**課題**. 「Target: rear wheel well」を含む行から始めて「(1270, 354)」を含む行で終わる範囲だけを、「shrub」を「bush」に入れ替え、ほかは何も変えずに書き出してもらえますか？

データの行
===

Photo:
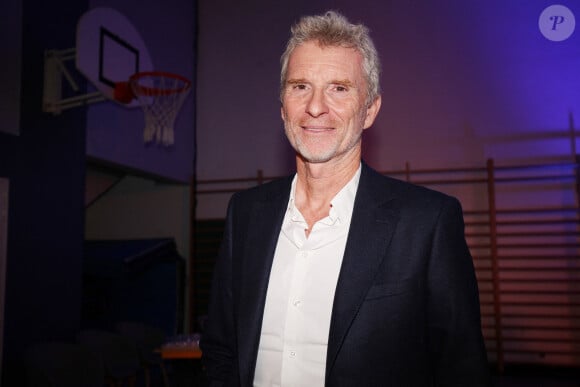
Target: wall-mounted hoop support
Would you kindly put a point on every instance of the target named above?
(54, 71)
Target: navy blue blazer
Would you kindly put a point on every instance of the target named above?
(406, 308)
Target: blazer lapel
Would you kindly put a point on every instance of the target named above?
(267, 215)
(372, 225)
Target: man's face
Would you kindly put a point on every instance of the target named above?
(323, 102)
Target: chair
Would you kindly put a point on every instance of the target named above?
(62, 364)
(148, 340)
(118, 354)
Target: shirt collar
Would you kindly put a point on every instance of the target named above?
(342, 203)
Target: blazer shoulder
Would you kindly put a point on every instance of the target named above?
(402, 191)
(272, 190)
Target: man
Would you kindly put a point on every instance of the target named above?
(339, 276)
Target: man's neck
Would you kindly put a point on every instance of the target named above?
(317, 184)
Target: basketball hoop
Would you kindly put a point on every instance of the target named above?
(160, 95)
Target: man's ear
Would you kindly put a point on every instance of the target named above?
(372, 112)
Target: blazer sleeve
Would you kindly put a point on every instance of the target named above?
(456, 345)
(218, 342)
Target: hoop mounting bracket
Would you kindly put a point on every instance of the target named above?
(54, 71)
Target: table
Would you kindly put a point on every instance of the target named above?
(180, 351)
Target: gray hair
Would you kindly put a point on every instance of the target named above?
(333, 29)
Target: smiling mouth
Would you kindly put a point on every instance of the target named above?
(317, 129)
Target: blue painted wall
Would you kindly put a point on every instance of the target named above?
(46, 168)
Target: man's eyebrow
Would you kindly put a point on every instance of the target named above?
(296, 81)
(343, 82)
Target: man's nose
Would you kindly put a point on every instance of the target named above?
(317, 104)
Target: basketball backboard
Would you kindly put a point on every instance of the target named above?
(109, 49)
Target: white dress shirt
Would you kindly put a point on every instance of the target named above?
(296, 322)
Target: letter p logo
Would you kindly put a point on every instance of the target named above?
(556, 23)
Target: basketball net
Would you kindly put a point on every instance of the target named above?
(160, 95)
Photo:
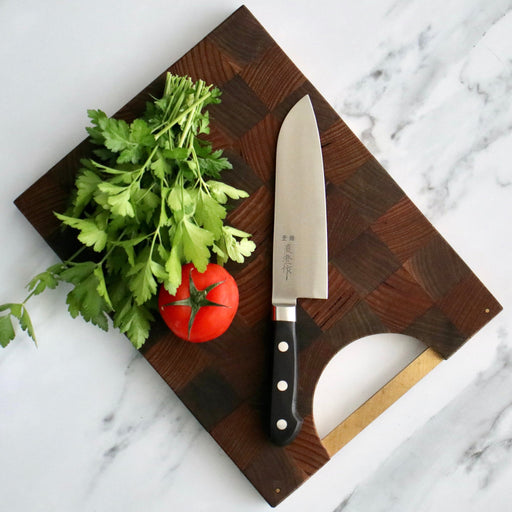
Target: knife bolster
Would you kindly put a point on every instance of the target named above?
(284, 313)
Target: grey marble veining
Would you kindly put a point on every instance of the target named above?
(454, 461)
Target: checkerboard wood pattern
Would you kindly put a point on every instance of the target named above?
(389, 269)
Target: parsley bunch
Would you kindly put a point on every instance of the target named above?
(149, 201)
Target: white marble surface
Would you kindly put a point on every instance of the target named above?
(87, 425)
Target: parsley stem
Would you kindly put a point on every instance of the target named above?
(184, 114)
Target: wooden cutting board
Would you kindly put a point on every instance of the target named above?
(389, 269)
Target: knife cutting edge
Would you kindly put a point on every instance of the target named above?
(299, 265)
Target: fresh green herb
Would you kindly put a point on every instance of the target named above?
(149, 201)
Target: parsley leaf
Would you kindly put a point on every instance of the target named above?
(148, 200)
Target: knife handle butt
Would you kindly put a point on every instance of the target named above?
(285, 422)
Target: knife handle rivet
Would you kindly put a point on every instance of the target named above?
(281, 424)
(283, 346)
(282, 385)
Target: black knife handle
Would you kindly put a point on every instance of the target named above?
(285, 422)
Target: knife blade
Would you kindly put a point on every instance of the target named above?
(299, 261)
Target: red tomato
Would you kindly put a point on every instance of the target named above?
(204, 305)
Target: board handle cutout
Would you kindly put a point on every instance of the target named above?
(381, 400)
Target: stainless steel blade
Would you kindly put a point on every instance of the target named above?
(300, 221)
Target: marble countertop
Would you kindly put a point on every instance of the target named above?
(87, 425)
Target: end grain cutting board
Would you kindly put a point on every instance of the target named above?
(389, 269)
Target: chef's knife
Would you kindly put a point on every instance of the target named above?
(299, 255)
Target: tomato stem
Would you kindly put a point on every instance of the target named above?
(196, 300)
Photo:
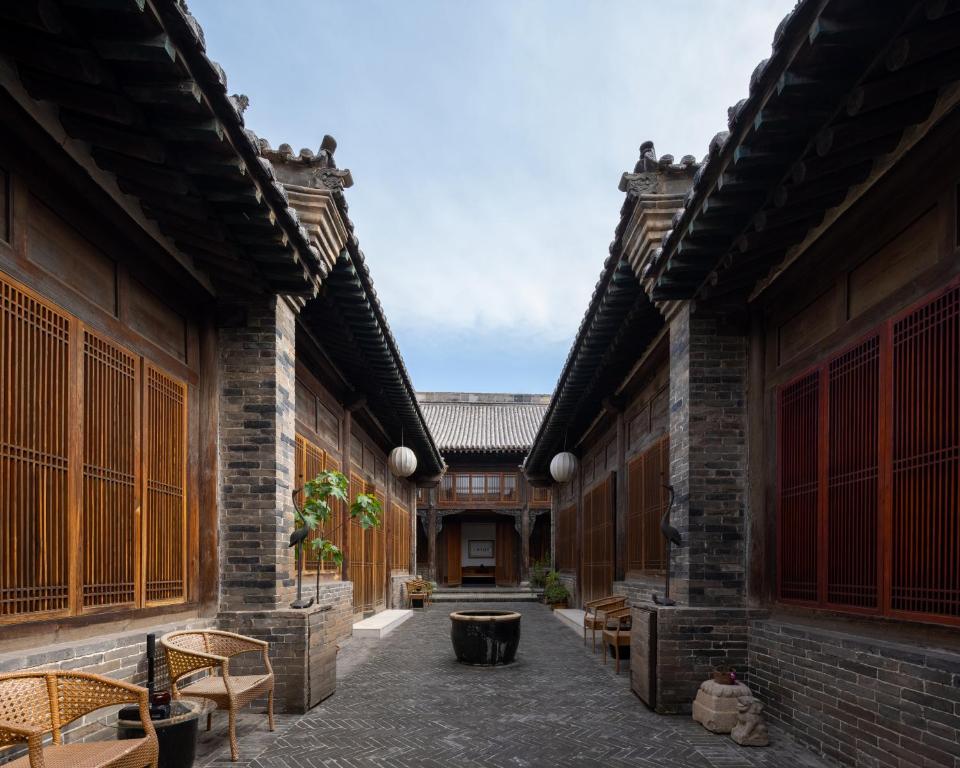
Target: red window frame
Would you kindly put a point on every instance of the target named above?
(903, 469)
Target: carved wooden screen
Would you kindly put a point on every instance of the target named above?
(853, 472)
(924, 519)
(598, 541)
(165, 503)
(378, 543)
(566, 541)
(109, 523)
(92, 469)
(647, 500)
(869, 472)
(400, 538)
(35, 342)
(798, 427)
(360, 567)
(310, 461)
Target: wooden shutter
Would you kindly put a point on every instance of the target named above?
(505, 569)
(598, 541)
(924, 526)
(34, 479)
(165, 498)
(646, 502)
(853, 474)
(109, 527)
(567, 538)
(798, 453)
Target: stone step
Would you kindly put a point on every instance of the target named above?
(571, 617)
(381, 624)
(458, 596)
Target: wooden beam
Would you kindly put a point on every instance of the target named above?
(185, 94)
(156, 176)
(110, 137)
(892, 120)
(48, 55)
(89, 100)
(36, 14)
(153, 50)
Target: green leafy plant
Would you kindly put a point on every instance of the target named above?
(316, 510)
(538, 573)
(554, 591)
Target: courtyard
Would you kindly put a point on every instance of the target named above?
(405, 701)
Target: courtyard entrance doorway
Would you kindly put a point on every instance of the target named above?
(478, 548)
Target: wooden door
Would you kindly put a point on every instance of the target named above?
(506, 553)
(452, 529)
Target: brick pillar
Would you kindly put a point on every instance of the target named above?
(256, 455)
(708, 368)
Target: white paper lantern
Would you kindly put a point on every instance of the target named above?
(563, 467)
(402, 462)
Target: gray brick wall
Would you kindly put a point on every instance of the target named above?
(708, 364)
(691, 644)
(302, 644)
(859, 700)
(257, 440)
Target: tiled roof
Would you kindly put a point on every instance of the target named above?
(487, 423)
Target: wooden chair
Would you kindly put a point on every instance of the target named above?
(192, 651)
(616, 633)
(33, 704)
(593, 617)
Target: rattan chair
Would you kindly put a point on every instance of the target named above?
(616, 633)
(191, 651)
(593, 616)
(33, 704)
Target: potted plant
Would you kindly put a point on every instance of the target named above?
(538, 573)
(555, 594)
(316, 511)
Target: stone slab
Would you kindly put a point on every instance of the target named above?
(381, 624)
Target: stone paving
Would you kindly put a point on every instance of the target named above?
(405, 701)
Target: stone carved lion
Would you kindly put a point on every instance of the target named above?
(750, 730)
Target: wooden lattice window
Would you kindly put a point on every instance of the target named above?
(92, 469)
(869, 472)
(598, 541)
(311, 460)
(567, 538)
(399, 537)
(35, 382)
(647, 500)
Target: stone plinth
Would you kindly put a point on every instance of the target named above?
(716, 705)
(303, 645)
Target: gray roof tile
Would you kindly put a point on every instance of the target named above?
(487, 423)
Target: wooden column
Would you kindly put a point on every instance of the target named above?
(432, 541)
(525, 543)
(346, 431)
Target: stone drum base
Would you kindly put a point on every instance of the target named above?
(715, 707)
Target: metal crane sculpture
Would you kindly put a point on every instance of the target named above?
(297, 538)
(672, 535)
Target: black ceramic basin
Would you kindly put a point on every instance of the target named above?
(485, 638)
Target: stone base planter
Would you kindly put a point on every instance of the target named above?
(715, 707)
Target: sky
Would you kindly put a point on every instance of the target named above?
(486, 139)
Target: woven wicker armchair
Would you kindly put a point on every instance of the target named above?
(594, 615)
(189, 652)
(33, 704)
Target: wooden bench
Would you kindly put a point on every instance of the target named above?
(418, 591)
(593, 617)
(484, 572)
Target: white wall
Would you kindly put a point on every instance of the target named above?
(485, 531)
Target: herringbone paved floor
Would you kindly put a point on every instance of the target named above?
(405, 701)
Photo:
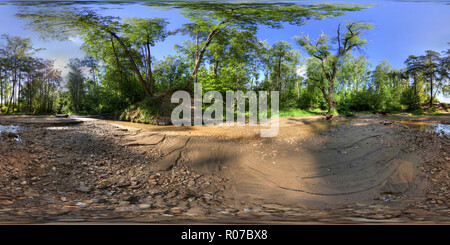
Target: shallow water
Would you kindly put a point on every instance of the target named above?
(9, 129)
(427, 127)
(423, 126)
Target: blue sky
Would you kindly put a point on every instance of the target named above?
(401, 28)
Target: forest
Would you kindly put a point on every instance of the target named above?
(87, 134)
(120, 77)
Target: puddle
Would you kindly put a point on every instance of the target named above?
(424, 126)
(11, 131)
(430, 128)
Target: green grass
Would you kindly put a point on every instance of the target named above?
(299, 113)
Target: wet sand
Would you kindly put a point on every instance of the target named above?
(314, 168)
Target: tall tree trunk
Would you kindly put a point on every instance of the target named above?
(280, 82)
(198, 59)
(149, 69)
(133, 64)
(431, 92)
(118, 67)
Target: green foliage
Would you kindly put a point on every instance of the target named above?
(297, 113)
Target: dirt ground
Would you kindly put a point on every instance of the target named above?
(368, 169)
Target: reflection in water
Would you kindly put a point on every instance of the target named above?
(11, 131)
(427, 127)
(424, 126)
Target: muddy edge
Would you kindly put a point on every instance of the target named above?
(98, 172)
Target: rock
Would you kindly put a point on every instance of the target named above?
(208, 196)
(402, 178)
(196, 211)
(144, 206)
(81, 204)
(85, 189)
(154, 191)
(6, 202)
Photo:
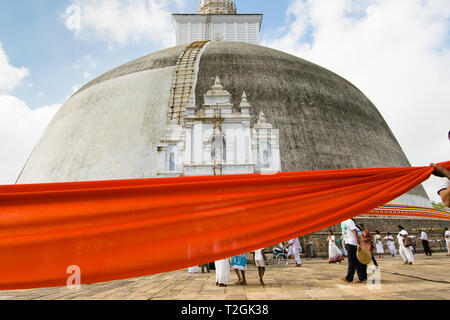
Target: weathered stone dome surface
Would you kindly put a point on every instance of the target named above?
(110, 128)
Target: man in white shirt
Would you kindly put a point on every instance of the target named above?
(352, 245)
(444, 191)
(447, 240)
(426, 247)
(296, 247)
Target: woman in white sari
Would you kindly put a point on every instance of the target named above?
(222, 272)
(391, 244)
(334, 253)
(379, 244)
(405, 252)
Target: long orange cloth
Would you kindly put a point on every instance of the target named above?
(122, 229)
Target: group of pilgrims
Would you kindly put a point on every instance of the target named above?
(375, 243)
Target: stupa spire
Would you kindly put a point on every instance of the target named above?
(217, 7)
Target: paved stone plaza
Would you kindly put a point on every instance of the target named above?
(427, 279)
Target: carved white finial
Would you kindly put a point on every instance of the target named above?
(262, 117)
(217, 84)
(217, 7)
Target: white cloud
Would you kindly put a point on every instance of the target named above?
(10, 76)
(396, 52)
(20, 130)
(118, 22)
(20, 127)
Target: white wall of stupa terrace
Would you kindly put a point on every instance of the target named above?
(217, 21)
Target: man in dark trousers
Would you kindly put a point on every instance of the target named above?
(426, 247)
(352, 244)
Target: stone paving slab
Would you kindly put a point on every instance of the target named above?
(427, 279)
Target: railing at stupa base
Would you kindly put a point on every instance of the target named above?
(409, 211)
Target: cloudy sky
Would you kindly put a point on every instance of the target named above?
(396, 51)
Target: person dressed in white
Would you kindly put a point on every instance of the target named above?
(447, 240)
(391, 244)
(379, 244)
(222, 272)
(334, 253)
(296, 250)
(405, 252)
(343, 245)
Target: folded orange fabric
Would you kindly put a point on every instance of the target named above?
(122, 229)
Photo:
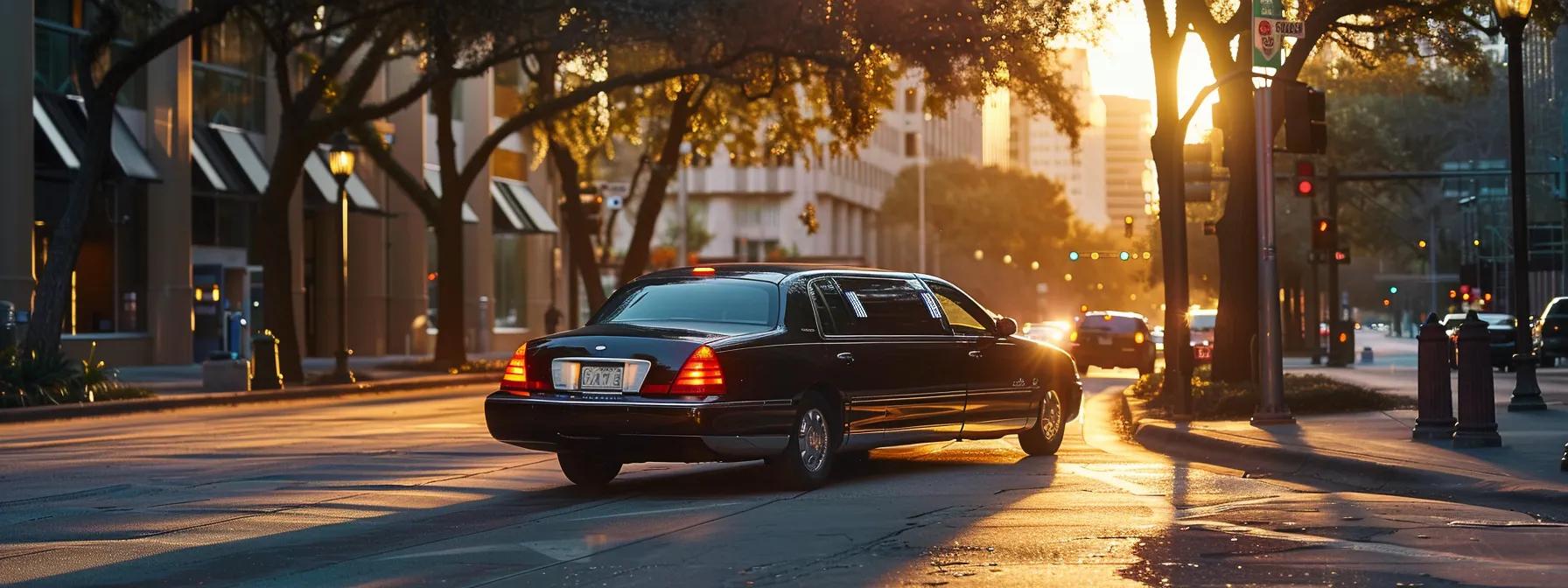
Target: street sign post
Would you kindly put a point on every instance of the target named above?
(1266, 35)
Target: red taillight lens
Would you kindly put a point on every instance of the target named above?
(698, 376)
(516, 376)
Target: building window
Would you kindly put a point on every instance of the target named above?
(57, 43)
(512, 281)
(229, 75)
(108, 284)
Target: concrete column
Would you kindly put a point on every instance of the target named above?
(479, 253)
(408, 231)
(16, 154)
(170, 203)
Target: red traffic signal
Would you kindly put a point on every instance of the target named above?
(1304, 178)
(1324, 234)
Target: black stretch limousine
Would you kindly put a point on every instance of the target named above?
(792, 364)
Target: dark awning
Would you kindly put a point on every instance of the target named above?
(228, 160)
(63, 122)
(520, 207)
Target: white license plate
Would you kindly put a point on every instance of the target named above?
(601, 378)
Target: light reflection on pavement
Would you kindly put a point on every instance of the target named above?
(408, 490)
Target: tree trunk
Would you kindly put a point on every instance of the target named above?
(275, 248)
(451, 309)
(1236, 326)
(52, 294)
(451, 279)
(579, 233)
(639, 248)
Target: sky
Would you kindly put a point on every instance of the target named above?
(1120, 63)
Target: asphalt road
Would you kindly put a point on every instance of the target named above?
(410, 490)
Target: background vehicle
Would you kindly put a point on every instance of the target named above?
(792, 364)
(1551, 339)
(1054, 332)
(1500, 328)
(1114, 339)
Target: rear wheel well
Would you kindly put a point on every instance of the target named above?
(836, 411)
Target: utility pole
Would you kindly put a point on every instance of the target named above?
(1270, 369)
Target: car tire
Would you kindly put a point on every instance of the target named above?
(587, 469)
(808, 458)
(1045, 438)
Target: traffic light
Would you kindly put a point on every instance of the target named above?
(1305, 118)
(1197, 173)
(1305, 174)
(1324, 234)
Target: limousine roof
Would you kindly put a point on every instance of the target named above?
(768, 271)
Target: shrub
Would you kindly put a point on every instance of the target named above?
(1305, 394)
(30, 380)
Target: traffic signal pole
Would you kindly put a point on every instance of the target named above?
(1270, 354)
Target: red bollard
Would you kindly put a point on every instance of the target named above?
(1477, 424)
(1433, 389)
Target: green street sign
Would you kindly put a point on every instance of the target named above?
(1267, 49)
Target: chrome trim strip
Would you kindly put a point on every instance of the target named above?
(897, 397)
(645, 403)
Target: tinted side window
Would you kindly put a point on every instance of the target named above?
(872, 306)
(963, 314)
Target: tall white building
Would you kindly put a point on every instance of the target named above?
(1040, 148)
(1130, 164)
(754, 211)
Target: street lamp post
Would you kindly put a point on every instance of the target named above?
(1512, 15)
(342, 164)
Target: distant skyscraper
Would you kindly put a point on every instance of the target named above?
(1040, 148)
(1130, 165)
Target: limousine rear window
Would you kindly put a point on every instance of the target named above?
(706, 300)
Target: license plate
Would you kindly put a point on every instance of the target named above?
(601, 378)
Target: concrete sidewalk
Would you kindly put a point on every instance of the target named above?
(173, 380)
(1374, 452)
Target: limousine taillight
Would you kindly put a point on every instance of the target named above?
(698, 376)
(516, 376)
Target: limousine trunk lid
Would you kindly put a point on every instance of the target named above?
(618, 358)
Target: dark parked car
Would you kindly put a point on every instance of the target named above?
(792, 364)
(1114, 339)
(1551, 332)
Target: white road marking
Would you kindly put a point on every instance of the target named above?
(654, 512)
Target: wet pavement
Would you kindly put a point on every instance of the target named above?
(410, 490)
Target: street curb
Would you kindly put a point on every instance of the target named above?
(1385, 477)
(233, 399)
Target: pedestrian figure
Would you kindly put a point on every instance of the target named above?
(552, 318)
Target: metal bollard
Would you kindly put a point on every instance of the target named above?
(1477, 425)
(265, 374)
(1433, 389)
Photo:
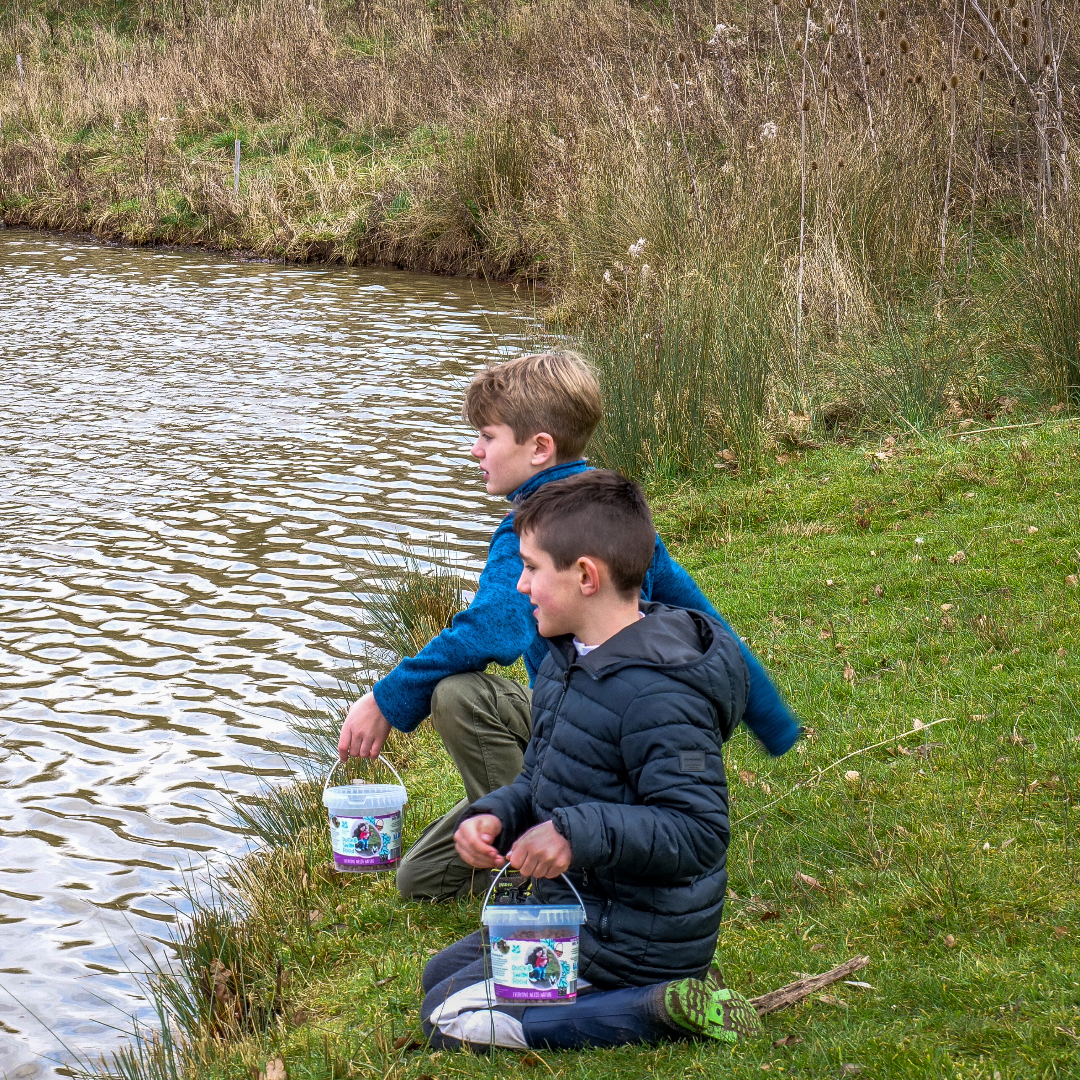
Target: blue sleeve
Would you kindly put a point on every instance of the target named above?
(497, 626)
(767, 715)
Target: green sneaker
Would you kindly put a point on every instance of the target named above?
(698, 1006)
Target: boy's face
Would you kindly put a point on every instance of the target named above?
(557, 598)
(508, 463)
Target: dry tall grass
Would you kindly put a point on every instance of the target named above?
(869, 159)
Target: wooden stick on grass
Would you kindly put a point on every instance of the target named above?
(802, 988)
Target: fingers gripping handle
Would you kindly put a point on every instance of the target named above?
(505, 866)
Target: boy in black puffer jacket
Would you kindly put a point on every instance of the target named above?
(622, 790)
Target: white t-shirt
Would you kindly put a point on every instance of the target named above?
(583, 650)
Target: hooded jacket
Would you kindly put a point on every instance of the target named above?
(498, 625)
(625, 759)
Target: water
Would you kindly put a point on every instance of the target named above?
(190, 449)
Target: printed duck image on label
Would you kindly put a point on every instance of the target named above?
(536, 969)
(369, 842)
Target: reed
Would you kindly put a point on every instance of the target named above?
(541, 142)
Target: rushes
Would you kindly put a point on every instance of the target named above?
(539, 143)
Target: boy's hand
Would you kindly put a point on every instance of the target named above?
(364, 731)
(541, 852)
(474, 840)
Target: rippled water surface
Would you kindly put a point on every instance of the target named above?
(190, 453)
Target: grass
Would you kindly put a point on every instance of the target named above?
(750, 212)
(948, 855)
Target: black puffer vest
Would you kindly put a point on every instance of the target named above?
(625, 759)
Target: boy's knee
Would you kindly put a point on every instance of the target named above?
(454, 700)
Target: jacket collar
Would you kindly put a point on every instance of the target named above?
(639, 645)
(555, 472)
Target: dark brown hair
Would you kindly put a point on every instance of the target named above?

===

**解答**.
Target: rear wheel well
Would you kindly put a point on every instance of the target named above?
(836, 411)
Target: utility pole
Would you kindly put a point on every instance of the target named above?
(1270, 369)
Target: car tire
Would you kindly put a point on every instance of the target named above?
(587, 469)
(808, 458)
(1045, 438)
Target: traffic light
Would you kindly put a point on every instance of the target named above?
(1305, 118)
(1197, 173)
(1305, 174)
(1324, 234)
Target: limousine roof
Would you kindly put a point on every instance of the target named above?
(768, 271)
Target: bush
Would you kindly put a point on every instance of the target named above?
(1305, 394)
(30, 380)
Target: traffic signal pole
Would you kindly put a point on every instance of the target named above?
(1270, 354)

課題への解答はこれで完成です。